Convert every line of all the items below into a JSON list of strings, one string per line, omitting any blank lines.

── EXTRACTED ENTRIES

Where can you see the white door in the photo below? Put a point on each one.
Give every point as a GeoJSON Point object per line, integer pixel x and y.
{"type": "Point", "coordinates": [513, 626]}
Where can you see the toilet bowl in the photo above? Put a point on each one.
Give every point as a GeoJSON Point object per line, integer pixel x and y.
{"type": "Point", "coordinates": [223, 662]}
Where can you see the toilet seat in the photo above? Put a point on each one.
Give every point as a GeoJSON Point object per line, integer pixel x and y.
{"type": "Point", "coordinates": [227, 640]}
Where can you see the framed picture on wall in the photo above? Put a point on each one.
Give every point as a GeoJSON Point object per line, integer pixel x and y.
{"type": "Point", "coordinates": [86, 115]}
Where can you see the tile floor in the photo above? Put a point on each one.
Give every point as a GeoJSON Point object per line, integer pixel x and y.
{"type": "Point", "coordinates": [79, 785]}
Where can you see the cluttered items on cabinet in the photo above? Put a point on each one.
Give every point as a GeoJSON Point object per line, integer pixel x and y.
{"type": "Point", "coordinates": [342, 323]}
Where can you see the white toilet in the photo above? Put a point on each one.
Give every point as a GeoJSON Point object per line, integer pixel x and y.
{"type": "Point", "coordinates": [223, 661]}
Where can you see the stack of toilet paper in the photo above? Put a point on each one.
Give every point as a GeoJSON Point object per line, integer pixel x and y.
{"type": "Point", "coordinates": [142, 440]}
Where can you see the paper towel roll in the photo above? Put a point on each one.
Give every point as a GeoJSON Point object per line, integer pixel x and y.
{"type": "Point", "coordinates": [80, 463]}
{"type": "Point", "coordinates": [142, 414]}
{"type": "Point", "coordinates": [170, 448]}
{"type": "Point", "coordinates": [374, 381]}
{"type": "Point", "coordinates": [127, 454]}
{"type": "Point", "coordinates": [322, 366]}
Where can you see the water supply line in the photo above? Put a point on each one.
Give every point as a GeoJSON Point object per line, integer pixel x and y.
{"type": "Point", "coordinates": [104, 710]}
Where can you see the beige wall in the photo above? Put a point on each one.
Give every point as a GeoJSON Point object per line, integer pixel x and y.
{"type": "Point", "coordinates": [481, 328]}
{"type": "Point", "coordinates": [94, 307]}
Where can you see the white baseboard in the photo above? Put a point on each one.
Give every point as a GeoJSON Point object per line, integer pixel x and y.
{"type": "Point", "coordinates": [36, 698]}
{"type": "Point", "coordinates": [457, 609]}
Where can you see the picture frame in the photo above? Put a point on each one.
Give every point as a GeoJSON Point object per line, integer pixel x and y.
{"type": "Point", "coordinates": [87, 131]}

────

[OUTPUT BELOW]:
[
  "Where can you see the white door in the photo below? Put a point on each one.",
  "Give every point as a GeoJSON Point object per line, integer pixel x and y.",
  "{\"type\": \"Point\", \"coordinates\": [513, 626]}",
  "Where can you see the toilet bowl in the photo above? Put a point on each one.",
  "Give every point as a GeoJSON Point object per line, integer pixel x and y.",
  "{\"type\": \"Point\", \"coordinates\": [223, 662]}",
  "Where can you see the toilet seat in the photo above? Put a point on each one.",
  "Give every point as a GeoJSON Point object per line, integer pixel x and y.",
  "{\"type\": \"Point\", \"coordinates\": [227, 640]}",
  "Where can you see the framed picture on wall in the photo above? Put a point on each one.",
  "Give every point as a GeoJSON Point object per line, integer pixel x and y.",
  "{\"type\": \"Point\", \"coordinates\": [86, 115]}",
  "Where can you see the tile floor in the photo above? Put a point on each one.",
  "Give every point as a GeoJSON Point object per line, integer pixel x and y.",
  "{\"type\": \"Point\", \"coordinates\": [79, 785]}",
  "Where can you see the cluttered items on cabinet in the photo above? Put a point on each one.",
  "Give every point as a GeoJSON Point object per line, integer pixel x and y.",
  "{\"type\": \"Point\", \"coordinates\": [342, 323]}",
  "Where can you see the white toilet in the photo above? Put a point on each one.",
  "Give every point as a GeoJSON Point object per line, integer pixel x and y.",
  "{\"type\": \"Point\", \"coordinates\": [223, 661]}",
  "Where can you see the stack of toilet paper in the photo above? Put a point on each one.",
  "Give every point as a GeoJSON Point object per line, integer pixel x and y.",
  "{\"type\": \"Point\", \"coordinates\": [142, 440]}",
  "Where can you see the paper towel roll in the photo above? Put a point on each one.",
  "Give every point as a GeoJSON Point object per line, integer pixel x and y.",
  "{\"type\": \"Point\", \"coordinates\": [80, 463]}",
  "{\"type\": \"Point\", \"coordinates\": [142, 414]}",
  "{\"type\": \"Point\", \"coordinates\": [170, 448]}",
  "{\"type\": \"Point\", \"coordinates\": [374, 381]}",
  "{\"type\": \"Point\", \"coordinates\": [127, 454]}",
  "{\"type\": \"Point\", \"coordinates\": [322, 366]}",
  "Where can you see the water supply line in the photo above? Put a point on each one.",
  "Give every point as a GeoJSON Point object per line, integer pixel x and y.",
  "{\"type\": \"Point\", \"coordinates\": [104, 710]}",
  "Where can you see the beige wall in the photo above? Put a point on each one.",
  "Give every point as a GeoJSON Point object per line, integer pixel x and y.",
  "{\"type\": \"Point\", \"coordinates\": [481, 328]}",
  "{\"type\": \"Point\", \"coordinates\": [94, 307]}",
  "Where can you see the white baseboard in the photo above? Put a point on each one.",
  "Give every point as a GeoJSON Point object per line, integer pixel x and y.",
  "{\"type\": \"Point\", \"coordinates\": [36, 698]}",
  "{\"type\": \"Point\", \"coordinates\": [457, 609]}",
  "Where can you see the picture frame in the photo above? Put a point on each one.",
  "Give every point as a GeoJSON Point object per line, integer pixel x and y.",
  "{\"type\": \"Point\", \"coordinates\": [87, 131]}"
]